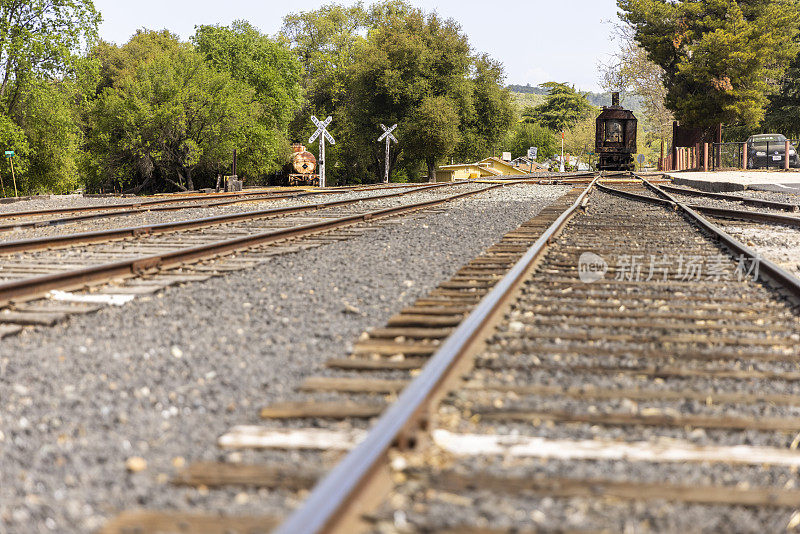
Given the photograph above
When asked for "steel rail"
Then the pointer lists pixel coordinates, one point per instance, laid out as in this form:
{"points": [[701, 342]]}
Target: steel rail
{"points": [[767, 269], [201, 204], [132, 211], [747, 201], [728, 213], [756, 216], [24, 245], [326, 508], [36, 286], [239, 197], [635, 196]]}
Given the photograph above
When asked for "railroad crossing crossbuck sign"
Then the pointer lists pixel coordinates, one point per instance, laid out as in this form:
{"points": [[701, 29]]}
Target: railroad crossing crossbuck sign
{"points": [[323, 134], [387, 135]]}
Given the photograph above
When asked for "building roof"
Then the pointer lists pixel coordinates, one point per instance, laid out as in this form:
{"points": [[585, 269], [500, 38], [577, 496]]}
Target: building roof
{"points": [[473, 166]]}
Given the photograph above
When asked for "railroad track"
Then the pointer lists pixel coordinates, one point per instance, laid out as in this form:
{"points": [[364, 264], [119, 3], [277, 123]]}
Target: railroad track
{"points": [[446, 306], [44, 280], [519, 395], [77, 214]]}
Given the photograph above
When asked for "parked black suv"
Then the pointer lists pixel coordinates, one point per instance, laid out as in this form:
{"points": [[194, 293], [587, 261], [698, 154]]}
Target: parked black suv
{"points": [[767, 150]]}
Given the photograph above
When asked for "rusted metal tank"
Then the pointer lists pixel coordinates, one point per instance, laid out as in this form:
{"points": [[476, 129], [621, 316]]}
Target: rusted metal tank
{"points": [[304, 165]]}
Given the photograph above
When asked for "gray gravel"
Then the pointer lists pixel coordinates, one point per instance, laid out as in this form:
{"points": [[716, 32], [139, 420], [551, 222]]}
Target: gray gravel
{"points": [[164, 376]]}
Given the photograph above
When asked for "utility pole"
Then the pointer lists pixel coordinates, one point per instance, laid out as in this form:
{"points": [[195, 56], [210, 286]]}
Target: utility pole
{"points": [[323, 134], [387, 135]]}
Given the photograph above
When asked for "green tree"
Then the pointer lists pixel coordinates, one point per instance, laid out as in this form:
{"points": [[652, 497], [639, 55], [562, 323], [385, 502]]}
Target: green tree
{"points": [[783, 110], [525, 135], [432, 131], [48, 116], [40, 44], [273, 71], [170, 117], [40, 40], [417, 70], [562, 109], [718, 56], [489, 114]]}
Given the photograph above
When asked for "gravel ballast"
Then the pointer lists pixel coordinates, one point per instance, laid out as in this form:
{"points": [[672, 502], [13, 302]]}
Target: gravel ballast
{"points": [[164, 376]]}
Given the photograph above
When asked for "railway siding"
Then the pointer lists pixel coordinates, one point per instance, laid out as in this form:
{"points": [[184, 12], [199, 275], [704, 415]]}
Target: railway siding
{"points": [[623, 405], [109, 385]]}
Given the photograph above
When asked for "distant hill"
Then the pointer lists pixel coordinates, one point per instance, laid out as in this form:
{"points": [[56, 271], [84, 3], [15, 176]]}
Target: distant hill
{"points": [[527, 95]]}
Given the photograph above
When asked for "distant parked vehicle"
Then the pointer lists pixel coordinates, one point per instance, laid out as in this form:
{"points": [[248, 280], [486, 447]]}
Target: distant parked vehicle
{"points": [[768, 150]]}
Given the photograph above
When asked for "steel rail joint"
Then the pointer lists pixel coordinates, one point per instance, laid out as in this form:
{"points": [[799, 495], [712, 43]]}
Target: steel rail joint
{"points": [[635, 196], [767, 270], [330, 496]]}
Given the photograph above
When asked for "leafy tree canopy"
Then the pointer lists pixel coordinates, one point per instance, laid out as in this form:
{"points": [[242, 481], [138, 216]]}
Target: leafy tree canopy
{"points": [[719, 57], [169, 116], [418, 70], [562, 109]]}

● **SHORT EXERCISE**:
Please go through the data above, pick out every line that contains the word "canopy", and copy each of those lines in full.

● **RESPONSE BELOW**:
When asked for "leafy tree canopy"
Target: leafy tree canopy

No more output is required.